• _RECORDS TO PROCESS_:
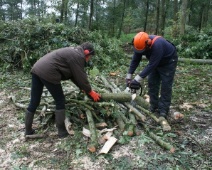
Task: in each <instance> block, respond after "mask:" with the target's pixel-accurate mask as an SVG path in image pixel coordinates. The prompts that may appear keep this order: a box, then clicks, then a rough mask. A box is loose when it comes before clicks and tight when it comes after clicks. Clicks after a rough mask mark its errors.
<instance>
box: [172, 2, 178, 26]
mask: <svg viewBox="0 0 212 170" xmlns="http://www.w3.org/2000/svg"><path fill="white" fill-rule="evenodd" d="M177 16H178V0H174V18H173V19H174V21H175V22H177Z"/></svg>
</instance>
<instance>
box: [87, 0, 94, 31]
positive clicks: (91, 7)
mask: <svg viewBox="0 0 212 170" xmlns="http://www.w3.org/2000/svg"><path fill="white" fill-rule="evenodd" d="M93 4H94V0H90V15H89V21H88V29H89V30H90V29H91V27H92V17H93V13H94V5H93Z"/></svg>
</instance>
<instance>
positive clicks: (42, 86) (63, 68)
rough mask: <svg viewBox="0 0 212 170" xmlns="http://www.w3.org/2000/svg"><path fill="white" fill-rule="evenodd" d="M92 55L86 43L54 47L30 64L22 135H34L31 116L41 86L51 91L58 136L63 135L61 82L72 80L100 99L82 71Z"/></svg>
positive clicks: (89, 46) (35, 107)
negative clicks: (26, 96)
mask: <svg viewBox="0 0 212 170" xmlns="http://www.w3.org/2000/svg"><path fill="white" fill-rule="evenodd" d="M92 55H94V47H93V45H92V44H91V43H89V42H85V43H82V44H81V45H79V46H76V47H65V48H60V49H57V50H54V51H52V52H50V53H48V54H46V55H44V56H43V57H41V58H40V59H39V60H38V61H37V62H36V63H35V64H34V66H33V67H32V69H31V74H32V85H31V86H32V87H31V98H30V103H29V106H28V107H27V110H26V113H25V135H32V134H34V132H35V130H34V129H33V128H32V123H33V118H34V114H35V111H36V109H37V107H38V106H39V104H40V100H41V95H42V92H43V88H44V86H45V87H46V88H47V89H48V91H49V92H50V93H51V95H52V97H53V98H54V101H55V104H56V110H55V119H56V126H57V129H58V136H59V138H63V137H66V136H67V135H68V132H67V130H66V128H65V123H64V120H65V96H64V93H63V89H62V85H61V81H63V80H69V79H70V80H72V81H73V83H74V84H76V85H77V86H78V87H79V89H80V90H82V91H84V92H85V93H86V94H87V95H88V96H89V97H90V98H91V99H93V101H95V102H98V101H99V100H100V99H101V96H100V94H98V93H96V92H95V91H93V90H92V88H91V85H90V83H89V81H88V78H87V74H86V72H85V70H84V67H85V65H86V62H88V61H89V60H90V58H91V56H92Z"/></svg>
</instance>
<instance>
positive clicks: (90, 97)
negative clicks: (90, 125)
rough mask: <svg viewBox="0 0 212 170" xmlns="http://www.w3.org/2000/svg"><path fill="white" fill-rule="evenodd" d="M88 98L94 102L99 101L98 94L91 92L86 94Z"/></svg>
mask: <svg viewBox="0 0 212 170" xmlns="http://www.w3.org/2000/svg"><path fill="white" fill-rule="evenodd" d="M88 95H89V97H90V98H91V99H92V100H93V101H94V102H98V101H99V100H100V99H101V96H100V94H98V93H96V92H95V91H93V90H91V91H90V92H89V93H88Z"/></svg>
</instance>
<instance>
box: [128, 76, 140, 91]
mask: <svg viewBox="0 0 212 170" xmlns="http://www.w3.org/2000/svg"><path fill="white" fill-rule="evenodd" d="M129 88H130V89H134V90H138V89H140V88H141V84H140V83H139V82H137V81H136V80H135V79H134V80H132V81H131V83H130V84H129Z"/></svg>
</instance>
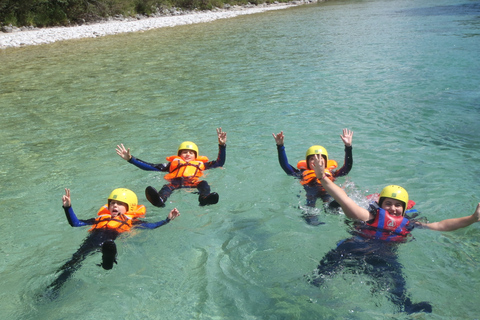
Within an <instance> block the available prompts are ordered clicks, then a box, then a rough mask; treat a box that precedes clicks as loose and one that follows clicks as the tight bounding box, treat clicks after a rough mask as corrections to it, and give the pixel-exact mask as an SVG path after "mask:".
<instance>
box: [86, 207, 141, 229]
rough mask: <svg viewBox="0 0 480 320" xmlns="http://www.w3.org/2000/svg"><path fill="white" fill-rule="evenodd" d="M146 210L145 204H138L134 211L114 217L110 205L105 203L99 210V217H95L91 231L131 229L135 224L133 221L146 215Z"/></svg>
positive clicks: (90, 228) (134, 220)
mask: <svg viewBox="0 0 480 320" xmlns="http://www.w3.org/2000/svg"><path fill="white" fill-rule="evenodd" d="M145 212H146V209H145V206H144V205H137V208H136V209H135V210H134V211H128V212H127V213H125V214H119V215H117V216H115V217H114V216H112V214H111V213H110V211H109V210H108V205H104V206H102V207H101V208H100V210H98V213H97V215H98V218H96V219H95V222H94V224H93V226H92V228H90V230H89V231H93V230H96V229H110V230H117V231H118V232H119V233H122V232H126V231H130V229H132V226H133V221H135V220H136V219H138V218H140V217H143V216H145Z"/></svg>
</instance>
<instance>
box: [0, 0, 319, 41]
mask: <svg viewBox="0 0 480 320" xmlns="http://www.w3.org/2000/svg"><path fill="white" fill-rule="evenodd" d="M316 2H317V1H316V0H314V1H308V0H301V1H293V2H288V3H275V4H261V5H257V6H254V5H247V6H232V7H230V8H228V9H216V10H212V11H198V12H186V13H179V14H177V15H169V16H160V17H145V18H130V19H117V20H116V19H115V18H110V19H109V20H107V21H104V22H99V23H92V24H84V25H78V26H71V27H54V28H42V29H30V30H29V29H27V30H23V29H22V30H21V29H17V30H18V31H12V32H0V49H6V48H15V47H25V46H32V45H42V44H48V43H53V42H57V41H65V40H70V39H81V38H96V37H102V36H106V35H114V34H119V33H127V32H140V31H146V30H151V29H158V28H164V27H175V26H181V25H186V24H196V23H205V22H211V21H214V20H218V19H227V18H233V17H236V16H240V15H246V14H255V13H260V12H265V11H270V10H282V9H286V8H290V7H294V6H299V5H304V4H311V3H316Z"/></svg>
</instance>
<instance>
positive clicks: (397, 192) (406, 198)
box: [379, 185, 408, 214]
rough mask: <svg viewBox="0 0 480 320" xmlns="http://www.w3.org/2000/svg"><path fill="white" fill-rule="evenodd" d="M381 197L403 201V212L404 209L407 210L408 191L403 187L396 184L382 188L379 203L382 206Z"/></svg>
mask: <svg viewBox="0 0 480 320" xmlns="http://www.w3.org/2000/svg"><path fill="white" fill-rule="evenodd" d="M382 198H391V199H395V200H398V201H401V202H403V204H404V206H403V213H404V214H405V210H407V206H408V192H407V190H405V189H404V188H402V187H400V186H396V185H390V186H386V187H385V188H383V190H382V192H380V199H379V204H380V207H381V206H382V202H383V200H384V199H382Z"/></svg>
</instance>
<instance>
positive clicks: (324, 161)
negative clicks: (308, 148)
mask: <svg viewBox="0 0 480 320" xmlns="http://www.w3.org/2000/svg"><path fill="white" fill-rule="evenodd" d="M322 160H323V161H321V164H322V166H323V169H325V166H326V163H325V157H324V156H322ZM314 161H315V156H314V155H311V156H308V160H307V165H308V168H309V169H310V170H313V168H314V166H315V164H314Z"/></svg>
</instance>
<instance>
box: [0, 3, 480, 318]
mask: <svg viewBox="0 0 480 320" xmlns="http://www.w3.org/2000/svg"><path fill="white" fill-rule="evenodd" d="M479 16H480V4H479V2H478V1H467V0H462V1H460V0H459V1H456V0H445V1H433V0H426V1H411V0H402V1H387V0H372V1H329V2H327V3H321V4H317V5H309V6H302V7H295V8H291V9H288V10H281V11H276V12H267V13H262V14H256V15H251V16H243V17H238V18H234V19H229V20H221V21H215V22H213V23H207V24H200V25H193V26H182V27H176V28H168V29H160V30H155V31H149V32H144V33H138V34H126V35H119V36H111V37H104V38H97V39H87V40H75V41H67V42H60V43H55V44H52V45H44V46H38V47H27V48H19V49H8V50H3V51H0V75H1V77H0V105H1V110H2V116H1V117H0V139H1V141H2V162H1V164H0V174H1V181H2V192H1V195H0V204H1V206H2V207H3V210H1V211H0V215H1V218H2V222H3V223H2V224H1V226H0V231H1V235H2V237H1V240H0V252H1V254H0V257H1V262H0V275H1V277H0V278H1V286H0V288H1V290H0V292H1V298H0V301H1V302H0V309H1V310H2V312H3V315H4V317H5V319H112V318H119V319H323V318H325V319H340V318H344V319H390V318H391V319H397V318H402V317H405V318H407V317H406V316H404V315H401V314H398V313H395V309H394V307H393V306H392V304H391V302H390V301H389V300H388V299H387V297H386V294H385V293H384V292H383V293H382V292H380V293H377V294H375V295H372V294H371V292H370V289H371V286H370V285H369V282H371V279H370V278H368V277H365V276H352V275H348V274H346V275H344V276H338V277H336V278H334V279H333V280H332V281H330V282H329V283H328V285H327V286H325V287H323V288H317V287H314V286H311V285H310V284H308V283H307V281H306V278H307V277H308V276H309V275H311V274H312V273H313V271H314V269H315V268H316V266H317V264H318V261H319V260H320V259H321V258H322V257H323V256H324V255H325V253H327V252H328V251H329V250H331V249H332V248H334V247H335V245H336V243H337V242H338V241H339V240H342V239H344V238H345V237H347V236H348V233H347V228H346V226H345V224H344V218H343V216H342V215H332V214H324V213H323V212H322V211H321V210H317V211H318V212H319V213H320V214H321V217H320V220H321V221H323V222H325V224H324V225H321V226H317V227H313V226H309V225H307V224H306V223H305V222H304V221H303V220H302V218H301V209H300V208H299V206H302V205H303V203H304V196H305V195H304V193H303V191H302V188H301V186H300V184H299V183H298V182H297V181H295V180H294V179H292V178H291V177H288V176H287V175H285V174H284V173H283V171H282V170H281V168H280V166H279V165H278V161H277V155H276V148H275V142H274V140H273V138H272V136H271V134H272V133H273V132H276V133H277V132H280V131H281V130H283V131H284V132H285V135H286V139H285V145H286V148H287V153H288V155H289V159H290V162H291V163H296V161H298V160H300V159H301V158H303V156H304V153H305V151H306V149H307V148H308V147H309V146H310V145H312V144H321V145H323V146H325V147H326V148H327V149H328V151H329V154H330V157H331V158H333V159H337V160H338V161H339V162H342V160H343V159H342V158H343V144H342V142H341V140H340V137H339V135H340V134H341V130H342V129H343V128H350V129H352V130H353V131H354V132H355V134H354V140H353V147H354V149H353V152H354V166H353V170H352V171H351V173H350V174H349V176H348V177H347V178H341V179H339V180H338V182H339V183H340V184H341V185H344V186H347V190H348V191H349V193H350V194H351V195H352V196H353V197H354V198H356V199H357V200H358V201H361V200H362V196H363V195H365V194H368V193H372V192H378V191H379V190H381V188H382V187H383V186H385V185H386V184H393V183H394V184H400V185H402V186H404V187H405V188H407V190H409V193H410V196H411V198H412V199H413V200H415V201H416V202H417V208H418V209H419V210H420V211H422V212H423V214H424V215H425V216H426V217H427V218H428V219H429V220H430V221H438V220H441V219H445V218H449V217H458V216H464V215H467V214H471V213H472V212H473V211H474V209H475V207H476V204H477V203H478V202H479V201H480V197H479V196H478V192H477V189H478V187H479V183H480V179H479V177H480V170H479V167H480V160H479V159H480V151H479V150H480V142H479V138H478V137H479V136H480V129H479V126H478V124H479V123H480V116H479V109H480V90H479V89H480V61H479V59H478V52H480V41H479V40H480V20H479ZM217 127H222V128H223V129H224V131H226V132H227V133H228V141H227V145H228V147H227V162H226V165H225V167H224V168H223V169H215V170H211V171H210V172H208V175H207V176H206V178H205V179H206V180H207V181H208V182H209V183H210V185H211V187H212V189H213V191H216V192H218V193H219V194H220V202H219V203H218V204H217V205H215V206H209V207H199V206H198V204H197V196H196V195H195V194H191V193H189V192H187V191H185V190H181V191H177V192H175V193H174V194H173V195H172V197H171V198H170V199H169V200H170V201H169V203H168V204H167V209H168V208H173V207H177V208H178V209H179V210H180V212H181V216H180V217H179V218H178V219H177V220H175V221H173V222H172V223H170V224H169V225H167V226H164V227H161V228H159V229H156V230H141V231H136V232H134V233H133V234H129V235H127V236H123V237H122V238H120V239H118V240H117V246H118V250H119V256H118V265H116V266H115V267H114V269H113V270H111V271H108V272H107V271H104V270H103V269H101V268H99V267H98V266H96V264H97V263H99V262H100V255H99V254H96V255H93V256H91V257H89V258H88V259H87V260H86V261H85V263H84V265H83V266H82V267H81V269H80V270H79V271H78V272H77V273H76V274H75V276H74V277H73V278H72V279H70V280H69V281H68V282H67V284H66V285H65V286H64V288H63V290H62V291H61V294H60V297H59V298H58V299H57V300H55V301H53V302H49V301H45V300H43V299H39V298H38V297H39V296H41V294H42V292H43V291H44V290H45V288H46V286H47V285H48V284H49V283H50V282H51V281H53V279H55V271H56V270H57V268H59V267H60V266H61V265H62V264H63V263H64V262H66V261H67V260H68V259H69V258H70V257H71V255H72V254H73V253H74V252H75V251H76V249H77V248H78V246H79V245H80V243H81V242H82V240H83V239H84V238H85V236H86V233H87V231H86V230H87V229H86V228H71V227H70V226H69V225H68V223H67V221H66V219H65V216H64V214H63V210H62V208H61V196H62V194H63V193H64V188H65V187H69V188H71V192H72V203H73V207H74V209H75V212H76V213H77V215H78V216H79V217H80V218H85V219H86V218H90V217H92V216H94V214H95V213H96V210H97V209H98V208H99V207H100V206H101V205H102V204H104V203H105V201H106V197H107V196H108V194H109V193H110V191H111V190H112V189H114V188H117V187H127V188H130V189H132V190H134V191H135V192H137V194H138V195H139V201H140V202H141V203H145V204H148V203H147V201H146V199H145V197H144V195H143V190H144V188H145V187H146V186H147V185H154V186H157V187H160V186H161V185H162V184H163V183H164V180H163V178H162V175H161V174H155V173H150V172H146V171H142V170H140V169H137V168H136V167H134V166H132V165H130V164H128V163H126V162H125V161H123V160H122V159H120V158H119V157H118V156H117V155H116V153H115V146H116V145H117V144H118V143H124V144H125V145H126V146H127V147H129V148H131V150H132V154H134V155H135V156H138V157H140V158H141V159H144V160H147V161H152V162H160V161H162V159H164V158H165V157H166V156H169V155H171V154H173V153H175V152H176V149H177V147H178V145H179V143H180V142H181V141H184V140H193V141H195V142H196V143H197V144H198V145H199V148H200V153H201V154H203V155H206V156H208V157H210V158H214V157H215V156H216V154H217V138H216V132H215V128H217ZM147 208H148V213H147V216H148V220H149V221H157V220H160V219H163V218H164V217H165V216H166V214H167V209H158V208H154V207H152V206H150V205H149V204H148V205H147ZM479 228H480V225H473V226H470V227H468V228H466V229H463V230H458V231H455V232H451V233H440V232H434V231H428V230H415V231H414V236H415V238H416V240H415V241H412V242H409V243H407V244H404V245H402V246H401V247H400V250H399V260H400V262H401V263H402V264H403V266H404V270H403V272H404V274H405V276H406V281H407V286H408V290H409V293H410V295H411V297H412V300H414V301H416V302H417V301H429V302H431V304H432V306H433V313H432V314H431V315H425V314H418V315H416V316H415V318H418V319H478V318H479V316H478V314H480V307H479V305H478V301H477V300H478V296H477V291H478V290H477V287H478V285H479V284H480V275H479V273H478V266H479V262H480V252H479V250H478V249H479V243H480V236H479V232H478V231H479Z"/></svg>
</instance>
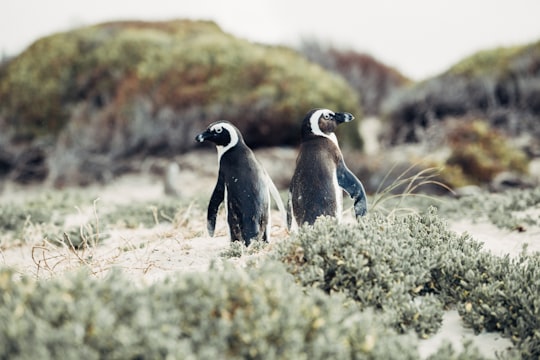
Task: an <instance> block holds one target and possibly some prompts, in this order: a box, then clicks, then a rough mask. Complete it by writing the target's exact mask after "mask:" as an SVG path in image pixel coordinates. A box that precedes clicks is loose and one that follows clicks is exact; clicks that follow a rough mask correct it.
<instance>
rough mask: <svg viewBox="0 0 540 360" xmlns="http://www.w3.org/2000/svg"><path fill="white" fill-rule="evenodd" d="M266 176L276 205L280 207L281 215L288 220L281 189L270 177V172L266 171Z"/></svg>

• _PROBLEM DESCRIPTION_:
Look through the entries above; copy every line holding the string "exact".

• _REPLY_:
Within an <instance> block the available prompts are ordered clicks, then a box, then a rough mask; treat a box that precedes clicks as loose and one that follows clicks as the tight bounding box, treat clicks after a rough mask as corrections to it, and give the pixel-exact mask as an SVG path after "mask:".
Task: an <instance> block holds one target and possibly some prompts, in this order: a box, then clicks, then a rough mask. Complete it by writing the target's exact mask after "mask:" as an SVG path in image pixel coordinates. A box that precedes clicks is loose and one that follows clicks is exact; clicks that follow a rough mask correct it.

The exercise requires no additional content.